- [Quoted passage]:
# Completely remove boiled linseed oil 'staining'



## Infuego (Apr 23, 2012)

I recently acquired an aproximately 20 year old guitar with a maple neck. Unfortunately, the previous owner stated he had applied boiled linseed oil aproximately 6 years ago and aroun 6 months ago as well. The result would be what I consider a less than desirable appearance. Compleste darkening/staining of some areas, and a 'flame' like looking staing in others. 

I would like to completely remove the boiled linseed oil's effects upon the color and appearance on the maple. I have tried out some naptha along with a little elbow greease, and it does appear to have lightened...but not 'solved' the issue by anymeans.

Are there any methods that may actually work to rid the wood of the linseed oil? If need be, I can sand the wood if it would be necessary, but I am trying to avoid that if there is another method which will work...the neck is in fine shape other than the finish. Also, if sanding would be required, should I use any additional solvents, etc after doing so.

Thank you so very much for any help/advice you may provide.


----------



## chemmy (Dec 13, 2011)

Infuego said:


> I recently acquired an aproximately 20 year old guitar with a maple neck. Unfortunately, the previous owner stated he had applied boiled linseed oil approximately 6 years ago and around 6 months ago as well. The result would be what I consider a less than desirable appearance. Complete darkening/staining of some areas, and a 'flame' like looking stain in others.
> 
> I would like to completely remove the boiled linseed oil's effects upon the color and appearance on the maple. I have tried out some naptha along with a little elbow grease, and it does appear to have lightened...but not 'solved' the issue by any means.

- [A block of data]:
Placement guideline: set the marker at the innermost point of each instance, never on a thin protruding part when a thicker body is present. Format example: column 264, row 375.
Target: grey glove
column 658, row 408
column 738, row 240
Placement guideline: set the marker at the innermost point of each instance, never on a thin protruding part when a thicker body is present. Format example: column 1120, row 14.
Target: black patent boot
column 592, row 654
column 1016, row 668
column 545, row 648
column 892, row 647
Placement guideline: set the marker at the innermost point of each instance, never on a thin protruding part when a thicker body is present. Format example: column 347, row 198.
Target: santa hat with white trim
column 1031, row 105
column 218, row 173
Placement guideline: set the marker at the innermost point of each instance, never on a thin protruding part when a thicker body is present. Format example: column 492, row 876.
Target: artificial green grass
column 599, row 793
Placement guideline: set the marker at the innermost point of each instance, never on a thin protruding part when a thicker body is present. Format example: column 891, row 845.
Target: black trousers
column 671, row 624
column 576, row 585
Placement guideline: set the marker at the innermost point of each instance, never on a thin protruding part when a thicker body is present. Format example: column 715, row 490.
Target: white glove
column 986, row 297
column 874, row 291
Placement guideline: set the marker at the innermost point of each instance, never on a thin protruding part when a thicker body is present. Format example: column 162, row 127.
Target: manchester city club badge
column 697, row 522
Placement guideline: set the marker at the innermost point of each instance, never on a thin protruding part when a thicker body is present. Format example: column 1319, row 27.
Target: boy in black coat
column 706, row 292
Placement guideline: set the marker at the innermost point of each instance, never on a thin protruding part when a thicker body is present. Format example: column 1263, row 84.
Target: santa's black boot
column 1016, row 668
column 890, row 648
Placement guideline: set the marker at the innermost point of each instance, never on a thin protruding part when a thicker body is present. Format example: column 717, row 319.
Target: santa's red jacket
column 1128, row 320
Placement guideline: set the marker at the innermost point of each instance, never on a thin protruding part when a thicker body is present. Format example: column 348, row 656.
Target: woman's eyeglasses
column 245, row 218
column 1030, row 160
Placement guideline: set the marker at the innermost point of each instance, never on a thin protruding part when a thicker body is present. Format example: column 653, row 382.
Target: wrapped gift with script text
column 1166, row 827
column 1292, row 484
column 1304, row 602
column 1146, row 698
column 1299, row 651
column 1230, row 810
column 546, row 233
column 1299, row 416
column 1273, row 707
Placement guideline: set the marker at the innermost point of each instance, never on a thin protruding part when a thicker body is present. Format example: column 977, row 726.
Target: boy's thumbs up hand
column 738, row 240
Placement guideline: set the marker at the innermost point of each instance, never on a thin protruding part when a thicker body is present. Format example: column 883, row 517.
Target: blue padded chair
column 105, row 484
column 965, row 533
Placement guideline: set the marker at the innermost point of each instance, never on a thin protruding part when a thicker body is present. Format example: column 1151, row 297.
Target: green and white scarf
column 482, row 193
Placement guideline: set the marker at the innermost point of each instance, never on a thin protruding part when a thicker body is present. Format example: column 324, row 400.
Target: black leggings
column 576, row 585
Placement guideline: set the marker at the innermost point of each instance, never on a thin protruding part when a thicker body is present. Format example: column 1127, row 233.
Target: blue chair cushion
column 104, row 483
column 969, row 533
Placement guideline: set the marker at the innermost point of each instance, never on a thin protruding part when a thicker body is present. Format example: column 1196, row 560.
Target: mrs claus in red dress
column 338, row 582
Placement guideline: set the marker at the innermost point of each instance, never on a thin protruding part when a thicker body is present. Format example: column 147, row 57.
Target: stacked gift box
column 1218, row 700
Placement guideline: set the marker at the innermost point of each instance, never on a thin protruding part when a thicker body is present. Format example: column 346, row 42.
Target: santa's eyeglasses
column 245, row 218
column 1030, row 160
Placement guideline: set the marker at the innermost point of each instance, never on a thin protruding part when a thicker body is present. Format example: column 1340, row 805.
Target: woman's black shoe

- [Task set]:
**A.** Based on the forum thread about boiled linseed oil, decide whether each statement agrees with it: (i) the guitar has a maple neck; (ii) the poster has already sanded the neck; (iii) the naphtha made the affected wood look somewhat lighter. Answer yes or no for each, quoting the words from the thread that decide it.
**B.** Copy the records from their first line through the line that contains "column 706, row 292", including both ends.

- [Results in order]:
**A.**
(i) Yes: "with a maple neck"
(ii) No: "I am trying to avoid that if there is another method which will work"
(iii) Yes: "it does appear to have lightened"

**B.**
Placement guideline: set the marker at the innermost point of each instance, never on a thin protruding part when a thicker body is present. Format example: column 264, row 375.
Target: grey glove
column 658, row 408
column 738, row 240
Placement guideline: set the marker at the innermost point of each instance, never on a thin protruding part when a thicker body is present. Format example: column 1120, row 14.
Target: black patent boot
column 592, row 654
column 1016, row 668
column 545, row 648
column 892, row 647
Placement guideline: set the marker at the innermost point of each instance, never on a thin protruding part when a thicker body is present. Format example: column 347, row 198.
Target: santa hat with white trim
column 1031, row 105
column 218, row 173
Placement guideline: set the marker at the innermost point of each instance, never on a thin protruding part when a thicker body is present. Format example: column 492, row 876.
Target: artificial green grass
column 599, row 793
Placement guideline: set the marker at the innermost point of each instance, never on a thin protruding part when a thicker body is present. Format example: column 891, row 845.
Target: black trousers
column 671, row 624
column 576, row 585
Placement guideline: set the marker at the innermost point of each instance, never on a thin protruding part when a thicker body is present. Format example: column 715, row 490.
Target: white glove
column 986, row 297
column 874, row 291
Placement guideline: set the marker at the innermost point of each instance, never on a thin protruding part when a thicker body is present. Format example: column 162, row 127.
Target: manchester city club badge
column 697, row 522
Placement guideline: set the marker at the innermost point of each instance, never on a thin protruding part when a thicker body is present. Format example: column 1319, row 27.
Target: boy in black coat
column 706, row 292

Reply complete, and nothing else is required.